Wednesday, July 31, 2013

Batman: Tales of the Demon review

*Major Spoilers*
  Oh boy, is this collection a primer on how overrated some creative teams and characters can get. This isn't a "best of" collection showcasing Ras Al Ghul, but his first appearances. Al Ghul was odd in that he was fairly subtly introduced through a name drop and then made cameos over various issues before taking center stage as a major villain. This gives the collection a disjointed feel at times (Batman says at one point that he’s tangled with Al Ghul many times even though all the previous times they’d met it was as uneasy friends), but it was unique for its day because it was an ongoing serial.

The first story, with Batman in Asia on the trail of a criminal named Dr. Darrk and his encounter with Al Ghul's daughter Fah-Lo-See Talia, has a great pulp atmosphere, so too does the first appearance of Al Ghul himself in the second, which is justly celebrated as a classic. Well-plotted, beautifully drawn, building up layer and layer of intrigue about Ras Al Ghul and his daughter, and best of all, giving Batman an actual chance to act as a detective, this one's a keeper. Only problem is, it's a bit too good, so good that its humorous ending seems abrupt and unsatisfying.
 Al Ghul and Talia continued to appear as wild card supporting characters that may or may not be evil. Ultimately, writer Denny O' Neil appeared to lose interest in developing the characters, and their characterization becomes spotty, with Batman unarguably considering the Al Ghul's allies at times, then treating them curtly at others and attacking members of their organization even though they fight for the same cause.
  As a result of this, when Batman finally becomes aware of their villainy, it comes across as extremely unconvincing since it’s treated as a big shock for Batman, even though it’s clear that he’s never been too comfortable with them in the first place. Batman seemingly has no trouble with the shady and sinister actions the two have taken, many for frivolous purposes, such as seeing whether Batman is a suitable boyfriend for Talia by kidnapping Robin and threatening to expose Batman's secret identity, and he surprisingly doesn't seem too dissatisfied with either of them killing people.

◆ **WRITTEN REQUEST 1**: Copy the records from the line with "formatted like [361,245]." through the end of the records, keeping every line, and shift each coordinate in the answers by -22.
The text and the records come from unrelated sources.

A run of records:
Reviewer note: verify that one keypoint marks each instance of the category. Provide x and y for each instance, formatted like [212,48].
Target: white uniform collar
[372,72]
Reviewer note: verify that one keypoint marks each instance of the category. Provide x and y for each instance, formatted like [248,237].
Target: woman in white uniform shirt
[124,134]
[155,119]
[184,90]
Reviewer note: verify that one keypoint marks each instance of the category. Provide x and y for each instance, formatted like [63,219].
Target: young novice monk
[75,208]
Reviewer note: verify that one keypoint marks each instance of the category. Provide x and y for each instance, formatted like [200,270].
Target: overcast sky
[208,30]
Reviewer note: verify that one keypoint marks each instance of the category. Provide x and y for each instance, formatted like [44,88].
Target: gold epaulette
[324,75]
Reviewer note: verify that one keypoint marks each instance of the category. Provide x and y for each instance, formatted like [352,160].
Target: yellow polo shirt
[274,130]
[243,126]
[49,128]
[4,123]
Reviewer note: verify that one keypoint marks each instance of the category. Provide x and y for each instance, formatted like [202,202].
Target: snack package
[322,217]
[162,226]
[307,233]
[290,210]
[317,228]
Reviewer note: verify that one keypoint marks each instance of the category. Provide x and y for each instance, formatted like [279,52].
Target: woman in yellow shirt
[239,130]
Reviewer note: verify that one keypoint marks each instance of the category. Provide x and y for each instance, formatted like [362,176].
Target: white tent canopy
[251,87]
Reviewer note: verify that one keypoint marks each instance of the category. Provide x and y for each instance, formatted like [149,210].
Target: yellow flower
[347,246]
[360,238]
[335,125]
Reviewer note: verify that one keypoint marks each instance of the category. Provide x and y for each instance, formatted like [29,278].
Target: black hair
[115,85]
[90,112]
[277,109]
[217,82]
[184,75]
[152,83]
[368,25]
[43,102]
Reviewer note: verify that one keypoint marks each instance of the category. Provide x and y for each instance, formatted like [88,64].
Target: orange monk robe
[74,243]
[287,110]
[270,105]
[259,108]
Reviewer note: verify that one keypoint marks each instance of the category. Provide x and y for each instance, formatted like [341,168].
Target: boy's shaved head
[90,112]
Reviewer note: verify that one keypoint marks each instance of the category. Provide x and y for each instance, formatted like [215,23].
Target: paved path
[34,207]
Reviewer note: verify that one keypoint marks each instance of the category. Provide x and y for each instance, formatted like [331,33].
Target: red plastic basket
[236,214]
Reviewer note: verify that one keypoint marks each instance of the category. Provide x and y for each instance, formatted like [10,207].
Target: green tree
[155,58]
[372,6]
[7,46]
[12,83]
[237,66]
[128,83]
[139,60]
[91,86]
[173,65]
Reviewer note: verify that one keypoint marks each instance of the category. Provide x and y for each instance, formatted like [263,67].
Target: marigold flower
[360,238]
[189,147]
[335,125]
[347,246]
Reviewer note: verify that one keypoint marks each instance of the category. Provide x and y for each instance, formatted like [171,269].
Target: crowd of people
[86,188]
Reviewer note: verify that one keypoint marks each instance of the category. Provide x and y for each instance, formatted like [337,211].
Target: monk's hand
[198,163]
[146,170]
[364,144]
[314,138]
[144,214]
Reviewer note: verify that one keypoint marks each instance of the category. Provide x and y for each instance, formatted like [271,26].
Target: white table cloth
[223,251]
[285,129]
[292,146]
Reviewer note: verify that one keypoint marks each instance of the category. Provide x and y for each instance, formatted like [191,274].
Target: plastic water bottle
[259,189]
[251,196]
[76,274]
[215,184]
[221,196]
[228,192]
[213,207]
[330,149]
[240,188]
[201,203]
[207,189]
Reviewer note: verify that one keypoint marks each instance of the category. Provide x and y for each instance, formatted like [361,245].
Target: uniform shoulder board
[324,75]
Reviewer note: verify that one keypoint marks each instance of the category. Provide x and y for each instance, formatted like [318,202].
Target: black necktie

◆ **WRITTEN REQUEST 2**: Write the next part of the review of Batman: Tales of the Demon, picking up after its final sentence.

◆ **EXPECTED OUTPUT 1**:
Reviewer note: verify that one keypoint marks each instance of the category. Provide x and y for each instance, formatted like [361,245].
Target: uniform shoulder board
[302,53]
Reviewer note: verify that one keypoint marks each instance of the category. Provide x and y for each instance, formatted like [318,202].
Target: black necktie

◆ **EXPECTED OUTPUT 2**:
 So what finally alerts him to Ra's villainy? Ras harvests a murder victim’s brain so he can probe it for information. Okay, that is pretty disturbing, but it's only to obtain essential information for solving a case. Batman blows a gasket over this, and immediately decides that Ras is power-hungry and must be destroyed. Now, probing dead brains isn't exactly something you see good guys doing, but look at some of the things Batman himself has done to interrogate criminals! To be fair, the brain is depicted in agony, and Batman puts it out of its misery, but just because someone is inhumane doesn't automatically make them "a modern-day Hitler" (a term used repeatedly to describe Al Ghul). Possibly Batman concluded that Al Ghul had committed the murder to obtain the brain himself, but we never actually see him make that conclusion or learn if that's the case. Like I said, Batman’s seemingly been okay with these people committing cold-blooded murder and threatening his friends and identity, but keeping a guy’s disembodied brain alive is where he draws the line?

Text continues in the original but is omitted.